**Work to be completed**
Report every line below that contains the word "parked", copying each such line in full.

**Task data**
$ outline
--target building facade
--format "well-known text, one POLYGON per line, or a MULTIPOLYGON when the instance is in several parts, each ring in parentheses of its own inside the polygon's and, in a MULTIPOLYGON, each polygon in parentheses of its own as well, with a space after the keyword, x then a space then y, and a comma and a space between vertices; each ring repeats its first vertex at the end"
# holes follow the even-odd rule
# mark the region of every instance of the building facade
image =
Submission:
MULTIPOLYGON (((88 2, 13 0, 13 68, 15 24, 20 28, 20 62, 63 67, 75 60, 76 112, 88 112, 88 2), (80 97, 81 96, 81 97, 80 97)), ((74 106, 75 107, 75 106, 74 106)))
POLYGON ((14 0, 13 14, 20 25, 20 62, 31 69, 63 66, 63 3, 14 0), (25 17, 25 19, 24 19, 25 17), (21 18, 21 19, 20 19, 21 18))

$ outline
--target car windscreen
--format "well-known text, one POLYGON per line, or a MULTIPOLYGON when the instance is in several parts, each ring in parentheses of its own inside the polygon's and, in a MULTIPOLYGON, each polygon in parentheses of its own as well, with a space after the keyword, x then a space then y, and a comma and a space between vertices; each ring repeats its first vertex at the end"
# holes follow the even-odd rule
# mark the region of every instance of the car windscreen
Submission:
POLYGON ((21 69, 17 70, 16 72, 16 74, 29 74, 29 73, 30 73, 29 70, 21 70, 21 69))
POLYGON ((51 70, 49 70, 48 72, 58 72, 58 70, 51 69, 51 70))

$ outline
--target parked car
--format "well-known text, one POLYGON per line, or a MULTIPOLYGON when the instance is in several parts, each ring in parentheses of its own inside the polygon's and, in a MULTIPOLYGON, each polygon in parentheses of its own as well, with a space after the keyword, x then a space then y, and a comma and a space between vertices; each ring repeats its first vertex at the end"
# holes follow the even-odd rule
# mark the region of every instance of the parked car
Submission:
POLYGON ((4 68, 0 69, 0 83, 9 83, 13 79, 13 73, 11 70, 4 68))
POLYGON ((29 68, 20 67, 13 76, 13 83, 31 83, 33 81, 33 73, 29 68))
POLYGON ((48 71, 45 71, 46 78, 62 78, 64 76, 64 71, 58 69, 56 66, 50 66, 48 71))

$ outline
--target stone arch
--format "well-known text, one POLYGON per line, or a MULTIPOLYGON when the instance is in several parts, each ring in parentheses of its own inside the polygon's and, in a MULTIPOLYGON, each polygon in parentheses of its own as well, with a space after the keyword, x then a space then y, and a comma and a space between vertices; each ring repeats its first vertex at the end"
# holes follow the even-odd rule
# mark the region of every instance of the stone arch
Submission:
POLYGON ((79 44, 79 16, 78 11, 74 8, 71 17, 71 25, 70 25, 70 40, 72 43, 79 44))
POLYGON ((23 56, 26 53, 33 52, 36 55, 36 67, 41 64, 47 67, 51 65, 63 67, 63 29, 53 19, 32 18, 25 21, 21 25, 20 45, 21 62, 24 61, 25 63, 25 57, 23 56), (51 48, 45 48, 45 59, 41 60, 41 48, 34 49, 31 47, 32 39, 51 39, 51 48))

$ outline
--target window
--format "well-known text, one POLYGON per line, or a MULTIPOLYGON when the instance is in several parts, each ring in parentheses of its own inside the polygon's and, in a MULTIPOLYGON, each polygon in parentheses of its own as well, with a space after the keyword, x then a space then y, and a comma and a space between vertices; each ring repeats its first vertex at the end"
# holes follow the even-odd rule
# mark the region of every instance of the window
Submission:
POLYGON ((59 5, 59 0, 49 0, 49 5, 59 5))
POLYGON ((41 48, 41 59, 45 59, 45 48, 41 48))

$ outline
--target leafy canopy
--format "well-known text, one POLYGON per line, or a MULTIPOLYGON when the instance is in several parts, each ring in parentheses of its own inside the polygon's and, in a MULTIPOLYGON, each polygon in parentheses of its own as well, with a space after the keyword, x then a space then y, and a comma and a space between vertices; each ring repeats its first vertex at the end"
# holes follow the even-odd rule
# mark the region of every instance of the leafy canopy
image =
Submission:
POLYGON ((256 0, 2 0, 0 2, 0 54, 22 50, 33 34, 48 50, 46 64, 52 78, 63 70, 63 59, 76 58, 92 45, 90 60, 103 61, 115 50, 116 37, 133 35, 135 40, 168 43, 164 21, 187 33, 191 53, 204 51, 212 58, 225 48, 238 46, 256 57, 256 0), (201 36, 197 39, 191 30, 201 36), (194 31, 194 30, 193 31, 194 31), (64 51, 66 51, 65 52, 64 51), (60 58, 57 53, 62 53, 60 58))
==
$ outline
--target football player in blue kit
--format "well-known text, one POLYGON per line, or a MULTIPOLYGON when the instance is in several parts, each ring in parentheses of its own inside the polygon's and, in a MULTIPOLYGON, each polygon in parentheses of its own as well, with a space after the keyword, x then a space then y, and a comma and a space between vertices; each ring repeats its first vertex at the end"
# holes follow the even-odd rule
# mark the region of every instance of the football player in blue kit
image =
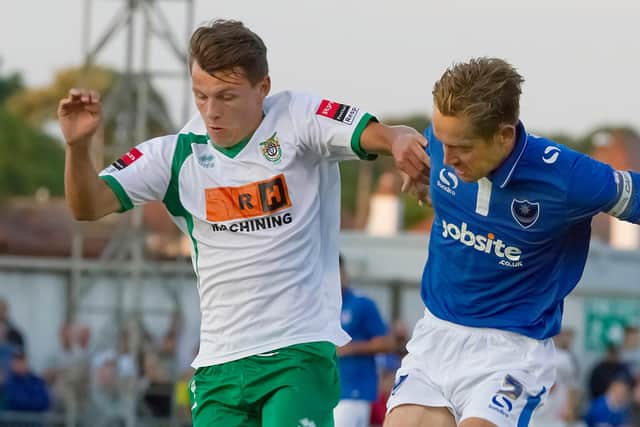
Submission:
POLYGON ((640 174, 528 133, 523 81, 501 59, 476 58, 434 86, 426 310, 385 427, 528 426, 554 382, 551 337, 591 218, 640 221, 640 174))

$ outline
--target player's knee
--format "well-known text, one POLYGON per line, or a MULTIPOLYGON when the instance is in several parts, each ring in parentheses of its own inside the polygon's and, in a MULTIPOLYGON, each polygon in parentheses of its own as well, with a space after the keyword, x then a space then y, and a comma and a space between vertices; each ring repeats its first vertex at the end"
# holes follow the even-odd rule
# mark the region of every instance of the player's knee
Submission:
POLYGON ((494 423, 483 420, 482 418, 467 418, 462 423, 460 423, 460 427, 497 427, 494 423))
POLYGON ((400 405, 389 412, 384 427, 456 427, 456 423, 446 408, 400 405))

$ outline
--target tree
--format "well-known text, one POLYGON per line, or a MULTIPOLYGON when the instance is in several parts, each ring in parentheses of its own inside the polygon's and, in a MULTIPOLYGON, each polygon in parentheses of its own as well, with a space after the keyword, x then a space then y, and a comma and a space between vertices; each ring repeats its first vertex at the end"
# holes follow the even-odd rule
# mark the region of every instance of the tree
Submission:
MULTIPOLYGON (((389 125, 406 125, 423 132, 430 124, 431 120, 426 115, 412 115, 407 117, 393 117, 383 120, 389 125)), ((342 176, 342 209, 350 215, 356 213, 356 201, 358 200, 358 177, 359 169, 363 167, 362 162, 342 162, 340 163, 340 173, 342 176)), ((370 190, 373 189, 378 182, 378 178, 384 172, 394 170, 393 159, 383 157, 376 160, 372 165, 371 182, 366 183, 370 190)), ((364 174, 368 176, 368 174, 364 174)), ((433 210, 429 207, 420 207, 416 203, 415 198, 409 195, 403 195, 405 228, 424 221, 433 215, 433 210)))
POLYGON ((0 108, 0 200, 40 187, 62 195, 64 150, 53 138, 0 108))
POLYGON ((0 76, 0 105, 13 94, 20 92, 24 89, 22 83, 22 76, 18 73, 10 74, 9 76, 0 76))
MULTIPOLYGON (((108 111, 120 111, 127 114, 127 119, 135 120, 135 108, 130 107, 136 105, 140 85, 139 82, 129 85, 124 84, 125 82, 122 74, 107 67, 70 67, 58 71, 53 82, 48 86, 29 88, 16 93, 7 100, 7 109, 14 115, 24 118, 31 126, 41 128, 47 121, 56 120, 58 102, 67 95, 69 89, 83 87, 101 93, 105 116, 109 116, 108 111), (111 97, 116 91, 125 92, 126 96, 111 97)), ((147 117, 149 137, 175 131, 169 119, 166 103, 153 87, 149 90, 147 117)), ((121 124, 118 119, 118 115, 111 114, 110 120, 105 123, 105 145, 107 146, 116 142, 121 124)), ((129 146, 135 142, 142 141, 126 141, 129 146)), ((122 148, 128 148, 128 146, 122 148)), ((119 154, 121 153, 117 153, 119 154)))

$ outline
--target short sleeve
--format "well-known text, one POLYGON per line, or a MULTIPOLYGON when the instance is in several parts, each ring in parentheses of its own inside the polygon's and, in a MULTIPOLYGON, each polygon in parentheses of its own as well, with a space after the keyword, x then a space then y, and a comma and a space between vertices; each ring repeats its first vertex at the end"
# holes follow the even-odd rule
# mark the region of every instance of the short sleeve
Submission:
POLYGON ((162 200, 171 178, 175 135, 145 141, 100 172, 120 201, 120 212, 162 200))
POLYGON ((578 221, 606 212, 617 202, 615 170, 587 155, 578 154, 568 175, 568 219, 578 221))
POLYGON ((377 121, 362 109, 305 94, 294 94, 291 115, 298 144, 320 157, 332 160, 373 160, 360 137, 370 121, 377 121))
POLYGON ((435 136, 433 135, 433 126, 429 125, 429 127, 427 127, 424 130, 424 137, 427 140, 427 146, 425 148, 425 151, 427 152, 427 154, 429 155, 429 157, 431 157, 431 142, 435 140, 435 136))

**Finished task**
--target parked car
# mark the region of every instance of the parked car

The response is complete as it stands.